**PROBLEM DETAILS**
Reproduce every one of the records below word for word, leaving out the pictures.

(Stored records)
━━━━━━━━━━━━━━━━━━━━

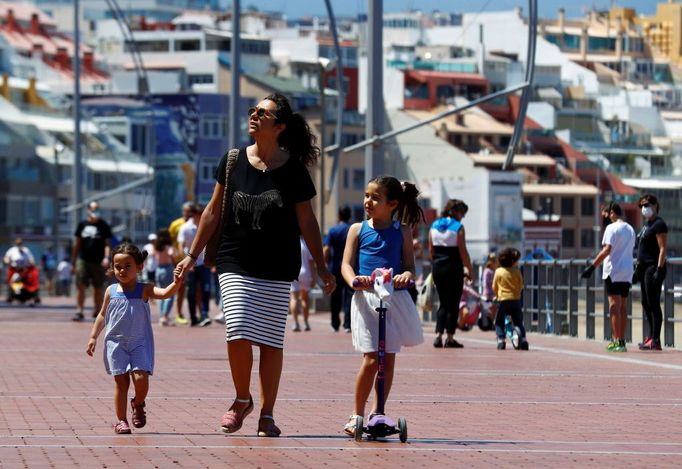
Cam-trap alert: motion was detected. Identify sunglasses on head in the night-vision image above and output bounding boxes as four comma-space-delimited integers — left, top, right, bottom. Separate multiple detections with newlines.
246, 107, 273, 119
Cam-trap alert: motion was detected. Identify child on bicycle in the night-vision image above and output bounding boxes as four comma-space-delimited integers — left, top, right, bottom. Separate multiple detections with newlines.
341, 176, 424, 436
86, 243, 181, 434
493, 248, 528, 350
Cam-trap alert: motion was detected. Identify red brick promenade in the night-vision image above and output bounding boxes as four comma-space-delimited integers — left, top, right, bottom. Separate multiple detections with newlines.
0, 299, 682, 468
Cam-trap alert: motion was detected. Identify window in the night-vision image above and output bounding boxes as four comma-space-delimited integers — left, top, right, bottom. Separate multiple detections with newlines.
130, 123, 152, 156
580, 230, 594, 248
580, 198, 594, 217
175, 39, 201, 52
201, 114, 228, 138
206, 36, 232, 52
125, 41, 170, 52
199, 161, 217, 183
540, 197, 554, 215
561, 197, 575, 216
187, 73, 213, 86
561, 229, 575, 248
353, 169, 365, 191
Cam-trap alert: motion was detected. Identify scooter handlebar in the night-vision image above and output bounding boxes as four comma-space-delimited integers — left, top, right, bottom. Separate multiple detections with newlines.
352, 278, 415, 290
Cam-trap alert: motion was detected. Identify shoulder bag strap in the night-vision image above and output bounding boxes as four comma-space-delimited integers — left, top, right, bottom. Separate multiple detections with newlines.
220, 148, 239, 226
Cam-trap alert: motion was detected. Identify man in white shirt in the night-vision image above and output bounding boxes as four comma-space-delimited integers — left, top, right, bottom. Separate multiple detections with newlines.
581, 202, 635, 352
178, 204, 211, 327
2, 238, 36, 269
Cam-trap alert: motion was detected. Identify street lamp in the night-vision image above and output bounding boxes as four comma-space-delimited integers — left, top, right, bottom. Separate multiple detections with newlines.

━━━━━━━━━━━━━━━━━━━━

**SOLUTION TO THIS TASK**
Cam-trap alert: motion was detected. Identify sunglasses on head in the night-vision image above and output bounding boxes as four comma-space-delimited integers — left, top, right, bottom. Separate multiple detections with newlines.
246, 107, 273, 119
Cam-trap alert: motion was detected. Identify child on bicycle in the night-vision image above and output bounding boxes as four comma-space-delimited integers — left, top, right, bottom. Separate multiple detections with newlines.
341, 176, 424, 436
86, 243, 181, 434
493, 248, 528, 350
Cam-trap alert: motion was detected. Identify red brick promenade in the night-vision image above and output bounding boxes as four comma-space-delimited integers — left, top, right, bottom. Separate multiple detections with newlines.
0, 299, 682, 468
Cam-trap alert: motion was detected. Identify window in the night-vision image above and output bounding boxes as four comma-space-delimited integers — left, top, right, bottom. Separate multiple detections with newlines.
130, 123, 152, 156
580, 230, 594, 248
580, 198, 594, 217
175, 39, 201, 52
201, 114, 228, 138
206, 36, 232, 52
125, 41, 170, 52
199, 161, 217, 183
540, 197, 554, 215
561, 197, 575, 216
187, 73, 213, 86
561, 229, 575, 248
353, 169, 365, 191
Cam-trap alert: motion was detected. Identify scooter handlebar in the night-vision image above and output bounding boxes as four comma-space-delimited integers — left, top, right, bottom. Separate multiple detections with newlines.
352, 278, 415, 290
Cam-trap alert: motion was detected. Identify shoulder bag strap in the night-vision image above and output bounding boxes as four comma-space-delimited integers — left, top, right, bottom. Separate multiple detections with newlines.
220, 148, 239, 226
Cam-trap alert: motion was detected. Identify man in white shirt in the night-vision image above and output bounding boxes as four comma-space-delimited integers — left, top, right, bottom. Separate multiple detections with newlines.
581, 202, 635, 352
178, 204, 211, 327
2, 238, 36, 269
Cam-trap alert: motion was detected. Identify street lamp in the night-vision image above and output bounding boxes as four comma-space-delimited integers — left, top, right, bottom. Separate multiple detections with newlines.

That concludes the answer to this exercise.